### Directions
Copy out every line of the rows below word for word, but leave out the picture.
□ □ □ □
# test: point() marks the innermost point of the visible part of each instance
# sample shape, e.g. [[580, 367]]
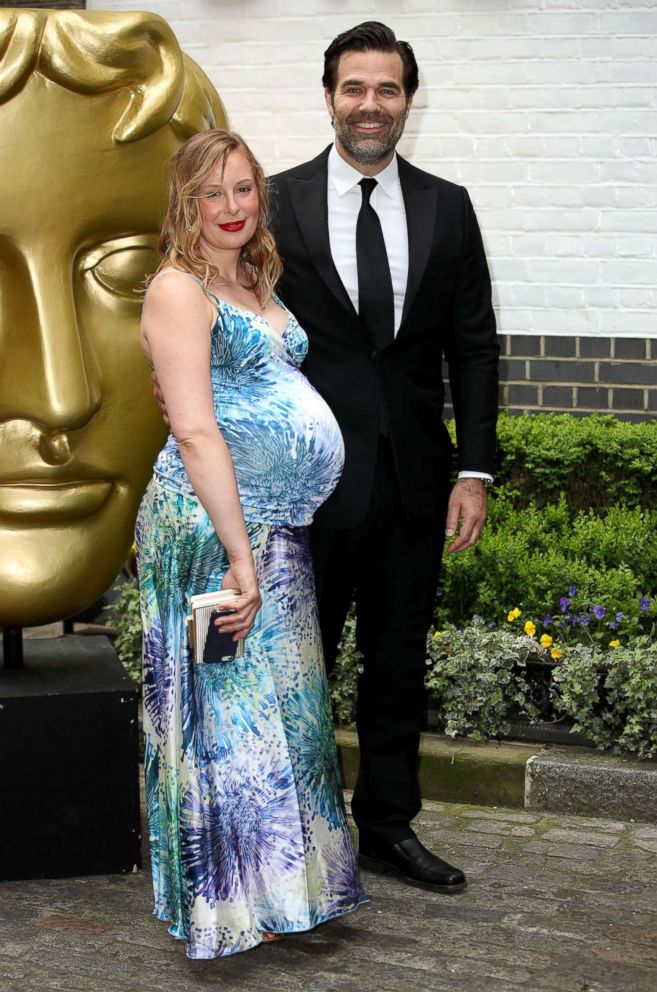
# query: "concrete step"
[[545, 777]]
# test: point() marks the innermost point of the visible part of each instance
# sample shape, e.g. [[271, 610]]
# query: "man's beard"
[[369, 151]]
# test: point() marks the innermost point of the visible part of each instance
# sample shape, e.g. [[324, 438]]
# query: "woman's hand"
[[241, 576]]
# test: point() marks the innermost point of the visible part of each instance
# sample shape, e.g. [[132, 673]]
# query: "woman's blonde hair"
[[190, 167]]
□ □ □ □
### Completed task
# test: point() marks the innermost point of the visible part of each instance
# sample shape, e.g. [[580, 367]]
# query: "concrete step"
[[545, 777]]
# test: point() marks the innermost point of the visible part of each instance
# sample shape, e.g. [[271, 610]]
# query: "man's beard"
[[369, 151]]
# test: point() marks the innermost point of the visible part of each instance
# sample shape, e.g. [[324, 438]]
# query: "woman's hand"
[[241, 576]]
# test: point() marks the innermost point of the visible part of each instance
# sample shape, e.g. [[132, 673]]
# query: "woman's blonde hair"
[[190, 167]]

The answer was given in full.